#### Provided data

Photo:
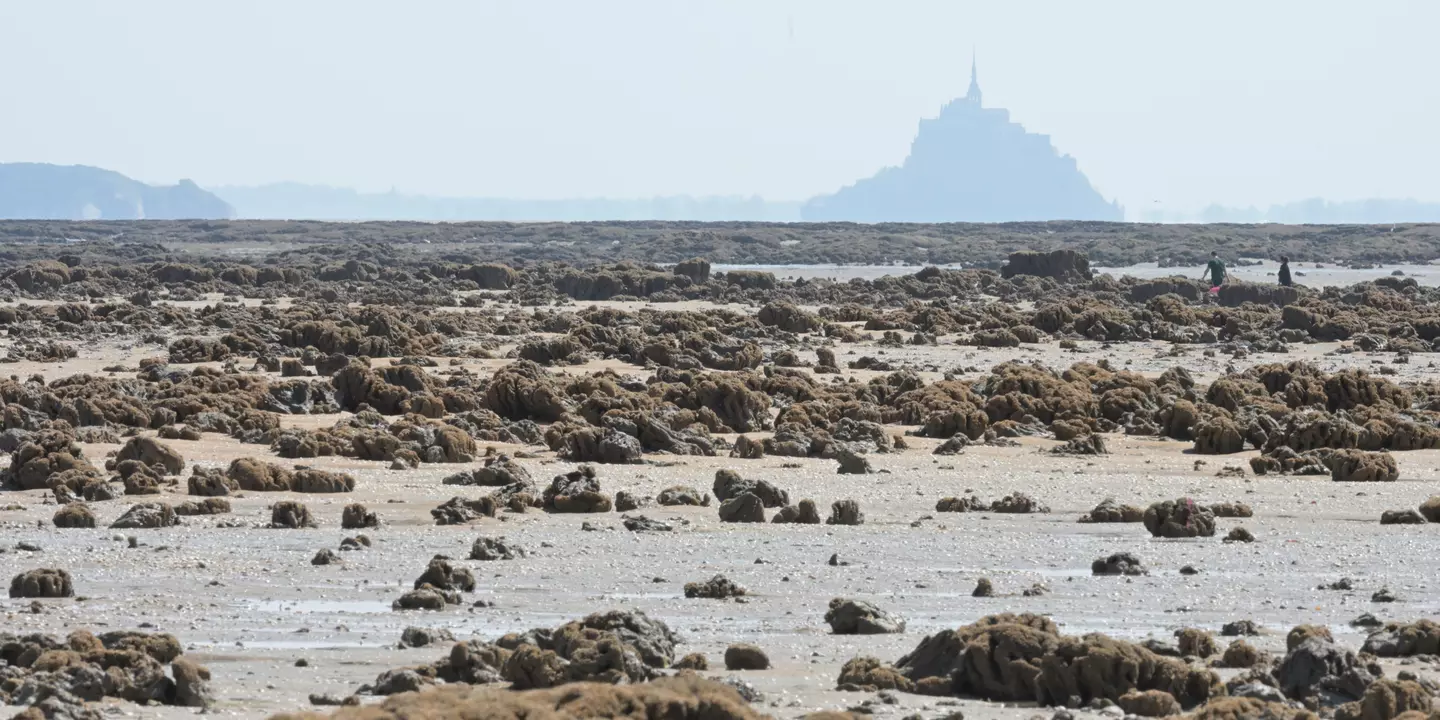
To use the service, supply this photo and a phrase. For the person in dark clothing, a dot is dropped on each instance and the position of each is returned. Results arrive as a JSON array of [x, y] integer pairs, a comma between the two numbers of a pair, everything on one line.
[[1216, 270]]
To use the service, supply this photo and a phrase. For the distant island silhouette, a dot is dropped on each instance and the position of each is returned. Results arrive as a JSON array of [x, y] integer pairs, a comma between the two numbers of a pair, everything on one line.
[[43, 192], [971, 164]]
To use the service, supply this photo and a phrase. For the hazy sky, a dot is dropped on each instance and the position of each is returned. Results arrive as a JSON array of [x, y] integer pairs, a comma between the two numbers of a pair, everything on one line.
[[1167, 105]]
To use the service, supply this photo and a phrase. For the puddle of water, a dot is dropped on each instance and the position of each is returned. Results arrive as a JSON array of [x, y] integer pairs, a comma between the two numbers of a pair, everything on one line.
[[313, 606], [294, 644]]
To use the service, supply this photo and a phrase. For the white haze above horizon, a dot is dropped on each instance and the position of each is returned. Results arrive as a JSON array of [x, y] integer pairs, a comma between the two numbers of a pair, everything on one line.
[[1165, 105]]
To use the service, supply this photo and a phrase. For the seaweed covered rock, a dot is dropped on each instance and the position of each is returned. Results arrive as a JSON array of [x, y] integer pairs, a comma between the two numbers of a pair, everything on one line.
[[290, 514], [357, 517], [257, 475], [1400, 640], [1024, 658], [1118, 563], [441, 575], [961, 504], [848, 617], [681, 697], [788, 317], [1018, 503], [42, 583], [1218, 437], [746, 507], [1062, 265], [210, 483], [867, 674], [576, 491], [1430, 509], [494, 549], [1388, 700], [604, 445], [48, 458], [853, 462], [729, 484], [716, 588], [210, 506], [683, 496], [1249, 709], [846, 513], [804, 513], [1148, 703], [311, 480], [147, 516], [1316, 668], [1180, 517], [74, 516], [1352, 465], [743, 655], [497, 471], [150, 451], [1112, 511]]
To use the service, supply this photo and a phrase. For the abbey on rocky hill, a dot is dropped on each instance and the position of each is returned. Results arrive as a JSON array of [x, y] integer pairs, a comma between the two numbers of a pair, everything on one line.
[[971, 164]]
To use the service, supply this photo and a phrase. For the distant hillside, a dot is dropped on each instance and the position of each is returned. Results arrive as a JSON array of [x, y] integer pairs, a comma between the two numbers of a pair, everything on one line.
[[1324, 212], [43, 192], [971, 164], [308, 202]]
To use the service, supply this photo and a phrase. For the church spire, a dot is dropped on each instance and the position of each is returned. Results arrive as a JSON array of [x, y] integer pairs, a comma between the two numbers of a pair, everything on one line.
[[972, 95]]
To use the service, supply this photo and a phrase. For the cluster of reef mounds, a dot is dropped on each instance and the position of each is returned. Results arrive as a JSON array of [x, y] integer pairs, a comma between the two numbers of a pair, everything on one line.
[[614, 647], [59, 677], [1024, 658]]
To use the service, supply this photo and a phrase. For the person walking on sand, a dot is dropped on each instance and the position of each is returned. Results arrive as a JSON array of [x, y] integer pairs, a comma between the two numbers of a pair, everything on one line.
[[1216, 270]]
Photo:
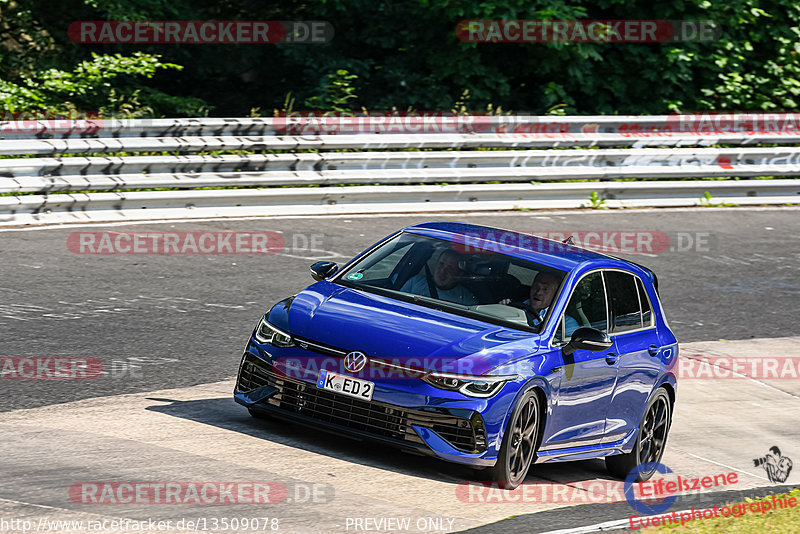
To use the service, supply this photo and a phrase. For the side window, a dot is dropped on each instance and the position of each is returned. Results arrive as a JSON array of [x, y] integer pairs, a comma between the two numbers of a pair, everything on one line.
[[558, 339], [623, 293], [587, 306], [647, 310]]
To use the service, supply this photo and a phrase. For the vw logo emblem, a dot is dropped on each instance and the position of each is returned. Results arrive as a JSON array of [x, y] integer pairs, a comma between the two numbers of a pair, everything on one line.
[[355, 361]]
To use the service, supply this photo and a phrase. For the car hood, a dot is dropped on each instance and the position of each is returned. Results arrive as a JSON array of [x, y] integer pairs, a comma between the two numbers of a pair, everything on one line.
[[385, 328]]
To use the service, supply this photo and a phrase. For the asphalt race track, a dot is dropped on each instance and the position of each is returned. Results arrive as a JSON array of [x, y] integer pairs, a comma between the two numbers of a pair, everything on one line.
[[169, 330]]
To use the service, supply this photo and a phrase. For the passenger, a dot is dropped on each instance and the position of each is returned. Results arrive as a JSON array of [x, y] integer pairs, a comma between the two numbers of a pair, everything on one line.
[[444, 283], [543, 291]]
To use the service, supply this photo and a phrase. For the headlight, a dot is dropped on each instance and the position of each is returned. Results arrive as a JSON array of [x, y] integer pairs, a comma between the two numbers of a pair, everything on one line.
[[472, 386], [266, 333]]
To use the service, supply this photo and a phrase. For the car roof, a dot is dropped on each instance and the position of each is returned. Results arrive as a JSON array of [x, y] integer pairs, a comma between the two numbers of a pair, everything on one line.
[[539, 250]]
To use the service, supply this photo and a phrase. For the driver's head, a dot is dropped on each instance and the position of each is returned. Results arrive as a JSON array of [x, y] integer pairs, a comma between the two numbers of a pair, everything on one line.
[[447, 274], [543, 290]]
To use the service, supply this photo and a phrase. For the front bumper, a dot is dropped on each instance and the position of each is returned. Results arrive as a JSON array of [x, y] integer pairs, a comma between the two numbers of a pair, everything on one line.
[[453, 434]]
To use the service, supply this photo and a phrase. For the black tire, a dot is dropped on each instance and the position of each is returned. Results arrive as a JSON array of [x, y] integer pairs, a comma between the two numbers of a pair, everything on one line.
[[650, 443], [258, 414], [519, 446]]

########

◆ **Requirements**:
Rewrite the listing lines between the line holding "For the asphalt" and the line holding "[[169, 330]]", inclusive, with the text intact and every point coordinate in the answers multiplied by 1.2 and rounded to a whole number, halves up. Give only those lines.

◆ **The solution**:
To use the service, supply this photo and a phrase. For the asphalt race track, a dot is dropped on each instance and the position of each is returned. Results arrive as a JSON array of [x, y] integer pairs, a comma between the two numbers of a pair, everything on one line.
[[203, 396]]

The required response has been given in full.